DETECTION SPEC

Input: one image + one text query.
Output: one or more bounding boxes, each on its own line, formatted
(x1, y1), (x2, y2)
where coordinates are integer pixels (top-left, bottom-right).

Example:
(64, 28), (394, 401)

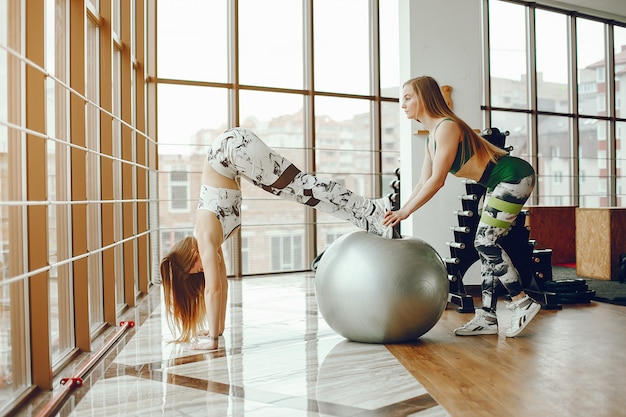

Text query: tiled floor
(26, 272), (450, 417)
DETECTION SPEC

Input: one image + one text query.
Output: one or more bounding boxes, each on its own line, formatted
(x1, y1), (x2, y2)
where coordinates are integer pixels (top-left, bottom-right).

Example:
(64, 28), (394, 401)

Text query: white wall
(398, 0), (483, 283)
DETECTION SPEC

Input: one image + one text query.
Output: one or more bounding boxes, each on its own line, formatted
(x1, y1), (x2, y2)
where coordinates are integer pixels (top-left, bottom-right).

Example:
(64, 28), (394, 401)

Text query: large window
(156, 0), (401, 276)
(0, 0), (29, 405)
(485, 0), (626, 208)
(0, 1), (154, 412)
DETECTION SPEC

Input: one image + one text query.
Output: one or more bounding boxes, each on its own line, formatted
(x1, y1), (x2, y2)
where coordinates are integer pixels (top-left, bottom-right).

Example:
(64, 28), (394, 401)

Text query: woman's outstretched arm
(192, 209), (227, 350)
(383, 121), (461, 227)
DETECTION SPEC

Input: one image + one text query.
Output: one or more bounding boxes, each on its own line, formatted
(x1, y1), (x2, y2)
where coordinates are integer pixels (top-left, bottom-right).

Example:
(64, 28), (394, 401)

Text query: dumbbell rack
(445, 128), (562, 312)
(389, 167), (402, 239)
(445, 179), (487, 313)
(498, 210), (562, 310)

Task description:
Print the records verbatim, without pictures.

The completed task:
DETECTION SPEC

Input: one image + one text query.
Output: one or more bounding boxes, each on its own line, formatted
(x1, y1), (x2, y2)
where coordinates are integer pixels (top-left, bottom-right).

Example:
(64, 28), (394, 401)


Text query: tiled floor
(26, 272), (450, 417)
DETECTION SPEC

Input: one image + one text query.
Output: one or more bounding boxes, each on its own line, formatted
(x1, y1), (x2, y2)
where coordinates are integer pixels (top-left, bottom-right).

Example:
(64, 28), (394, 401)

Text query: white wall
(398, 0), (483, 283)
DETECTION SPEC

Input: one image + one text query.
Output: one or more bounding boxes, each on its own line, formatted
(x1, y1), (x2, y2)
where coordinates are integer pixels (top-left, bottom-right).

Example:
(64, 28), (394, 401)

Text query: large window
(156, 0), (401, 276)
(0, 0), (29, 405)
(485, 0), (626, 208)
(0, 1), (154, 412)
DETECTION SPEC

Input: one image + one text query.
Output: one or more bounding boxes, each on its own line, formatted
(x1, y1), (x2, y2)
where coordinates are integer pixels (top-left, bottom-right).

Example:
(64, 28), (394, 401)

Text query: woman's outstretched arm
(192, 209), (227, 350)
(383, 121), (461, 227)
DETECTION SPEC

Input: one image + one text query.
Output: one or more bounding boxes, each on its own line, formatted
(x1, y1), (x2, y2)
where coordinates are integer pixels (top-left, bottom-right).

Example:
(64, 28), (394, 401)

Text query: dumbbell rack
(445, 128), (562, 312)
(389, 167), (402, 239)
(445, 179), (487, 313)
(498, 210), (562, 310)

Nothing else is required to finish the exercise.